**Exercise:**
Report, copied in full, every line in the entries below that contains the word "mound".

(Entries on locating named things)
========

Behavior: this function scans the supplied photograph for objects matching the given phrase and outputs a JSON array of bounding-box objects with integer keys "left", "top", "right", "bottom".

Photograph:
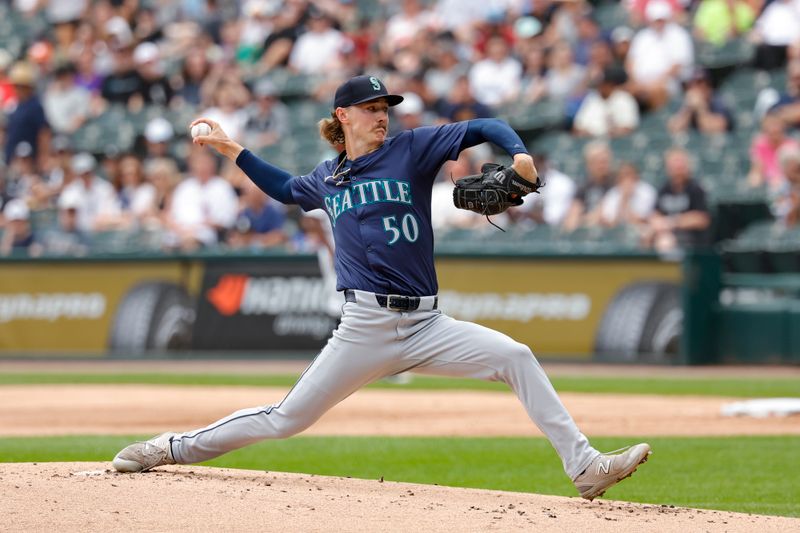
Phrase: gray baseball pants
[{"left": 172, "top": 291, "right": 599, "bottom": 480}]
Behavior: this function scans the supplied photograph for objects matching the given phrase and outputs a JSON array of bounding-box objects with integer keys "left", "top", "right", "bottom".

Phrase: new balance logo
[{"left": 596, "top": 459, "right": 613, "bottom": 476}]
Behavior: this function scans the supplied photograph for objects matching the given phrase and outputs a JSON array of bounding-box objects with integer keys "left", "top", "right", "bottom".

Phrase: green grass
[
  {"left": 0, "top": 436, "right": 800, "bottom": 517},
  {"left": 0, "top": 373, "right": 800, "bottom": 398}
]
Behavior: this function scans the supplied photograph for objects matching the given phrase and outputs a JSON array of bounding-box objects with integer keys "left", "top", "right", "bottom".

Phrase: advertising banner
[
  {"left": 437, "top": 257, "right": 681, "bottom": 357},
  {"left": 192, "top": 258, "right": 336, "bottom": 351},
  {"left": 0, "top": 261, "right": 198, "bottom": 356}
]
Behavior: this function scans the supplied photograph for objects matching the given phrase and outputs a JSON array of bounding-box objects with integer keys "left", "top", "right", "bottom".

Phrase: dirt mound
[
  {"left": 0, "top": 385, "right": 800, "bottom": 437},
  {"left": 0, "top": 463, "right": 800, "bottom": 533}
]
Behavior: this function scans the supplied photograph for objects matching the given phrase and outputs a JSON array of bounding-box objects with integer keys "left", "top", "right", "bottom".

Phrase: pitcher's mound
[{"left": 0, "top": 463, "right": 800, "bottom": 533}]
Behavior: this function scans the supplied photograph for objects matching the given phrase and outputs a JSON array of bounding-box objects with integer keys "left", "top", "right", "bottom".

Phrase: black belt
[{"left": 344, "top": 289, "right": 439, "bottom": 311}]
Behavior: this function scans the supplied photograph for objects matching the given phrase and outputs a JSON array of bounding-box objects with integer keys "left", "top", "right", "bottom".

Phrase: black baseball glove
[{"left": 453, "top": 163, "right": 544, "bottom": 216}]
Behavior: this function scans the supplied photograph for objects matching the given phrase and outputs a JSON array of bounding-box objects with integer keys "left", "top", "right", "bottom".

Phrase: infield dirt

========

**Answer to the exercise:**
Phrase: dirt mound
Phrase: pitcher's mound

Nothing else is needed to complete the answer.